TEXT SHOWN -
※

It's been a massive quarter for Spaceship-kind, with the addition of two new portfolios, a simplified pricing structure, and some changes to the Spaceship Voyager portfolios.
Let's take a look back.
We launched two new Spaceship Voyager portfolios
We introduced two new Spaceship Voyager portfolios, increasing your options to five.
The Spaceship Galaxy Portfolio has a medium risk/return profile, with an asset allocation that balances lower-risk investments such as bonds and cash (60%) with growth investments (40%) that meet our "Where the World is Going" criteria. So, you'll find stocks such as Airbnb, Shopify, Tesla, Nike, and Amazon sitting alongside bond and cash ETFs.
The Spaceship Explorer Portfolio has a low-to-medium risk/return profile, with an asset allocation focused on lower-risk investments such as bonds and cash (80%), with some strategic exposure to global and Australian companies for growth (20%).
And you’ll pay the same monthly fee whether you have one, two, or all five portfolios.
We simplified our pricing
We're excited to see so many Spaceship Voyager customers expanding their investments.
And now you can 'power up' with US Investing — meaning if you've already paid the Spaceship Voyager monthly fee in the last month, you won't need to pay the US Investing monthly fee for that month. We want to make sure you get the most out of your investment with us.
We bought some stocks
Bought: Birkenstock
In the Spaceship Universe Portfolio
Cast your imagination back to 1774. A man called Johann Adam Birkenstock is entered into his church archives as a "shoe maker and subject."
Now fast forward to more modern times: a scene in last year's Barbie movie, to be specific. Barbie chooses between a pair of heels and a pair of pink Birkenstocks, and firmly cements the German-made shoe as a fashion must-have, albeit 250 years in the making.

※

INFORMATION SUPPLIED -
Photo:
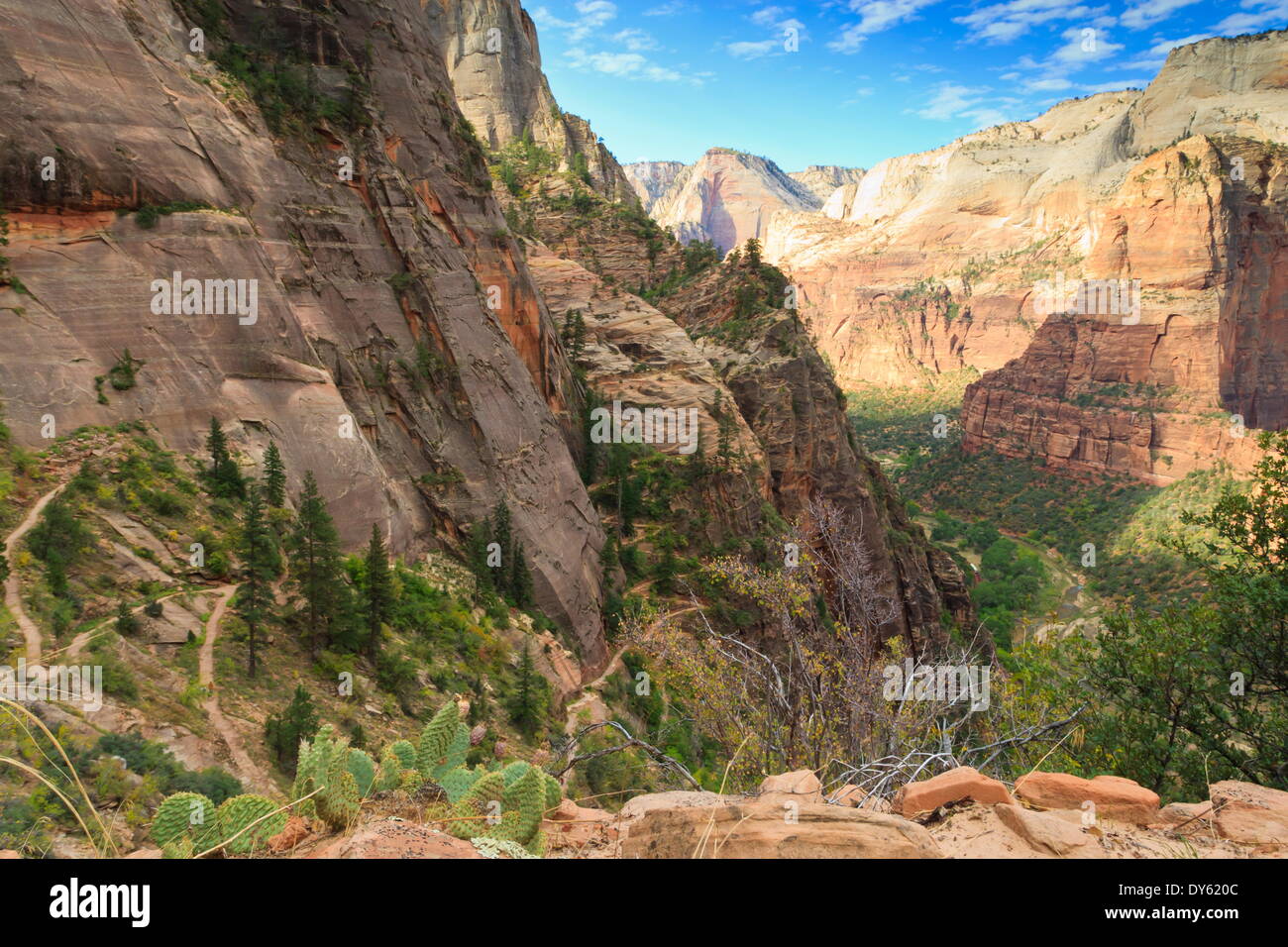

※

SET EXERCISE 1 -
Translate this sentence from the Spaceship quarterly update above into Spanish: "And you’ll pay the same monthly fee whether you have one, two, or all five portfolios."
SET EXERCISE 2 -
Extend the Spaceship quarterly update above, picking up right after its final sentence.

RESPONSE 1 -
Y pagarás la misma comisión mensual ya tengas una, dos o las cinco carteras.

RESPONSE 2 -
Despite being 250 years old, Birkenstock reported 23% revenue growth in the last quarter. This growth has been driven by their expansion into Asia and development of closed-toe silhouettes (shoes and non-sandals), which now account for more than 25% of revenue. This significant brand extension broadens their market to new potential buyers, leads to higher average prices and reduces their reliance on summer sandal sales.
We believe the company has shown impressive financial growth over the last decade, with revenues growing significantly each year. We feel this is in part due its exclusivity (Birkenstock controls supply to increase demand) and in part due its loyal customers (the average US customer owns 3.6 pairs of Birks, as they're affectionately known).
We believe investors will begin to value the company more like a high-end brand, even a healthcare company, rather than purely a “shoe” stock. This combination of legacy and growth are the major reasons why we like Birkenstock. With the company planning to double its production capacity in the next few years, which will support growth, we believe Birkenstock is an important opportunity for us.
Bought: Datadog
In the Spaceship Universe Portfolio
Datadog is an 'observability' platform, which means it offers cloud-based monitoring and security for developers, IT operations teams and business users.
We see massive opportunity for Datadog as it still has only penetrated around 5% of the market. According to Datadog, approximately 40% of the customer base are on three of Datadog's key pillar services: infrastructure monitoring, application performance monitoring, and log management. Customers adopting all three pillars generally spend 10x more, indicating growth potential in expanding pillar adoption. Additionally, there is the opportunity to move from observability of software assets to securing and automatically fixing issues using artificial intelligence. Datadog's long-term vision is to provide such a compelling product and value proposition that it would be "irrational" to not use it.
With the cloud market expected to grow 20% annually with increased operational complexity driving further observability and security demand, we believe there's plenty of growth potential.
Bought: Grab
In the Spaceship Universe Portfolio and Spaceship Earth Portfolio
Grab is a ride-share and food delivery business operating out of Singapore.
We like Grab as it has high market share with more than 38 million monthly transacting users in Southeast Asia in mobility and delivery, which are long-term structural trends (according to our Where the World is Going methodology) supported by growth in emerging markets.
It also plays in financial services and advertising, which are in the early stages of monetisation.
The company has shown that it can cut losses and still keep its dominant position.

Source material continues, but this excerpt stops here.